# To-do list:
1. List every year mentioned in the article about the identity-theft ruling.
2. Retype the article about the identity-theft ruling, starting at "WASHINGTON  The Supreme Court ruled unanimously" and going down to "and hold jobs.".

# Reading passage:

Supreme Court Rules Against Government in Identity-Theft Case
Published: May 4, 2009
 
WASHINGTON  The Supreme Court ruled unanimously on Monday that the federal government has been going too far in using identity-theft laws to prosecute undocumented workers who use fake identification to get and hold jobs.
 
In limiting the use of a law enacted in 2004 that has become a favorite weapon of the authorities who go after illegal immigrants, the justices said that to use it, a prosecutor must be able to show that a defendant knew that the identification he used actually belonged to another person.
 
The ruling in Flores-Figueroa v. United States, No. 08-108, was written by Justice Stephen G. Breyer and relied heavily on the wording of the statute, specifically its language regarding when a defendant can be properly accused of “knowingly” and unlawfully using another person’s identification.
 
“As a matter of ordinary English grammar, it seems natural to read the statute’s word ‘knowingly’ as applying to all the subsequently listed elements of the crime,” Justice Breyer wrote, going on to discuss transitive verbs, their objects and the appropriate placement of adverbs.
 
The ruling was a victory for Ignacio Flores-Figueroa, a Mexican citizen who got a job at an Illinois steel plan in 2000. He originally used a false name and a fake Social Security number, one that did not match that of any real person.
 
Six years later, perhaps wishing to emerge at least partly from the shadow world in which illegal immigrants live and work, Mr. Flores-Figueroa told his employer he wanted to be known by his real name. He also presented forged Social Security and alien registration cards — documents that, fatefully, bore numbers that happened to be assigned to other people.

# Data:
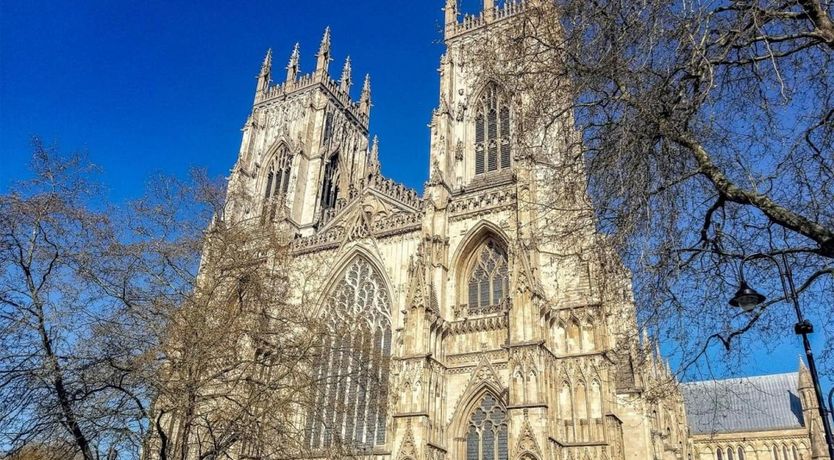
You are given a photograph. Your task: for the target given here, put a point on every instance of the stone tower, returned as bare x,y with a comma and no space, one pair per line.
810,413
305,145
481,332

# Task solutions:
1. 2009, 2004, 2000

2.
WASHINGTON  The Supreme Court ruled unanimously on Monday that the federal government has been going too far in using identity-theft laws to prosecute undocumented workers who use fake identification to get and hold jobs.